** START OF DATA LISTING **

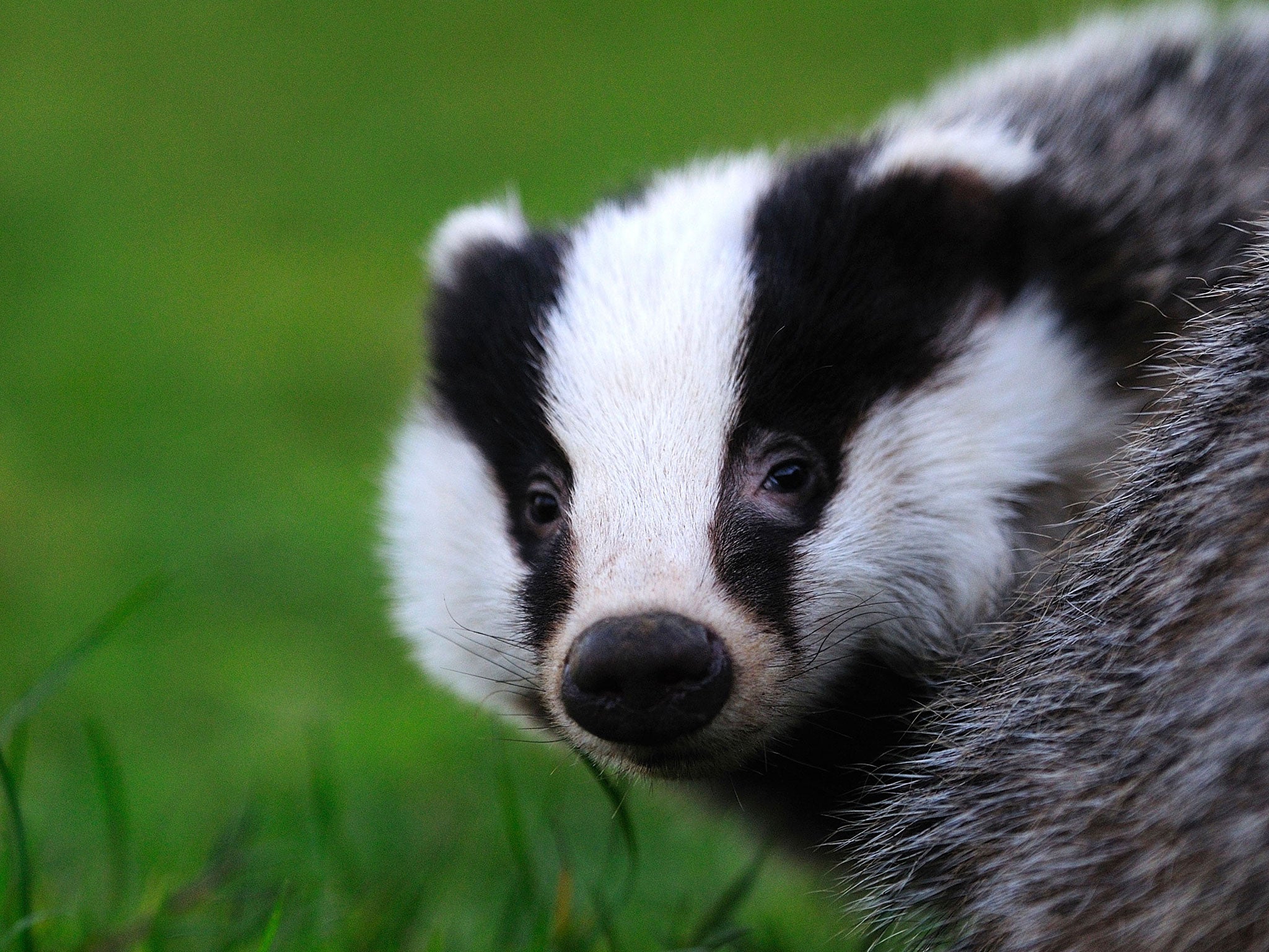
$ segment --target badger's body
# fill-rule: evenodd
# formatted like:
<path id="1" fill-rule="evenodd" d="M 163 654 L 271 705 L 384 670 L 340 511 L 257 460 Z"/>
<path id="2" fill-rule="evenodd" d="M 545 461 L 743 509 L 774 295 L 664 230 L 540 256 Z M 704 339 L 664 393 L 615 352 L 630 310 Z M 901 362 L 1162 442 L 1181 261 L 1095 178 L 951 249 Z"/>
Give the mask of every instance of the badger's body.
<path id="1" fill-rule="evenodd" d="M 591 758 L 817 816 L 1089 498 L 1266 198 L 1269 19 L 1174 10 L 570 228 L 459 211 L 388 475 L 400 625 Z"/>
<path id="2" fill-rule="evenodd" d="M 868 887 L 950 914 L 964 948 L 1269 949 L 1265 253 L 1253 273 L 857 830 Z"/>

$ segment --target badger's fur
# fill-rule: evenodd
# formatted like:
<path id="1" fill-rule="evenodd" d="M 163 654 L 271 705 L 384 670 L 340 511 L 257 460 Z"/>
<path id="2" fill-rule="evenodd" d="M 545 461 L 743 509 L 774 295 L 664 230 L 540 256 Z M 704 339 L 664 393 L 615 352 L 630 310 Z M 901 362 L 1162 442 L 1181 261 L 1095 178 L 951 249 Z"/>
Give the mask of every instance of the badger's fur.
<path id="1" fill-rule="evenodd" d="M 1266 197 L 1269 19 L 1171 10 L 567 228 L 459 211 L 387 479 L 398 622 L 588 757 L 819 816 L 1088 499 Z"/>
<path id="2" fill-rule="evenodd" d="M 1269 256 L 970 641 L 858 858 L 976 949 L 1269 949 Z M 871 834 L 871 835 L 869 835 Z"/>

** END OF DATA LISTING **

Copy all of the rows above word for word, leaving out the pictures.

$ segment --target badger's body
# fill-rule: evenodd
# formatted like:
<path id="1" fill-rule="evenodd" d="M 163 654 L 271 705 L 384 670 L 340 511 L 257 460 Z"/>
<path id="2" fill-rule="evenodd" d="M 545 461 L 743 509 L 774 295 L 664 230 L 540 256 Z M 704 339 L 664 393 L 615 352 L 630 310 Z M 901 362 L 1162 442 L 1181 261 L 1095 178 L 951 249 Z"/>
Give the mask of every instance of the badger's body.
<path id="1" fill-rule="evenodd" d="M 591 758 L 817 816 L 1089 498 L 1266 198 L 1269 19 L 1174 10 L 570 228 L 459 211 L 388 475 L 400 625 Z"/>
<path id="2" fill-rule="evenodd" d="M 868 887 L 950 914 L 964 948 L 1269 949 L 1265 253 L 1253 273 L 857 830 Z"/>

$ segment --target badger's fur
# fill-rule: evenodd
# formatted like:
<path id="1" fill-rule="evenodd" d="M 163 654 L 271 705 L 384 670 L 340 511 L 257 460 Z"/>
<path id="2" fill-rule="evenodd" d="M 545 461 L 743 509 L 774 295 L 664 230 L 540 256 Z M 704 339 L 664 393 L 615 352 L 630 310 Z M 901 362 L 1162 442 L 1181 261 L 1095 178 L 951 249 Z"/>
Give the mask of every instance of the badger's fur.
<path id="1" fill-rule="evenodd" d="M 1266 197 L 1269 19 L 1171 10 L 567 228 L 459 211 L 387 479 L 398 622 L 588 757 L 819 816 L 1088 499 Z"/>
<path id="2" fill-rule="evenodd" d="M 1269 256 L 970 641 L 858 858 L 976 949 L 1269 949 Z M 871 834 L 871 835 L 869 835 Z"/>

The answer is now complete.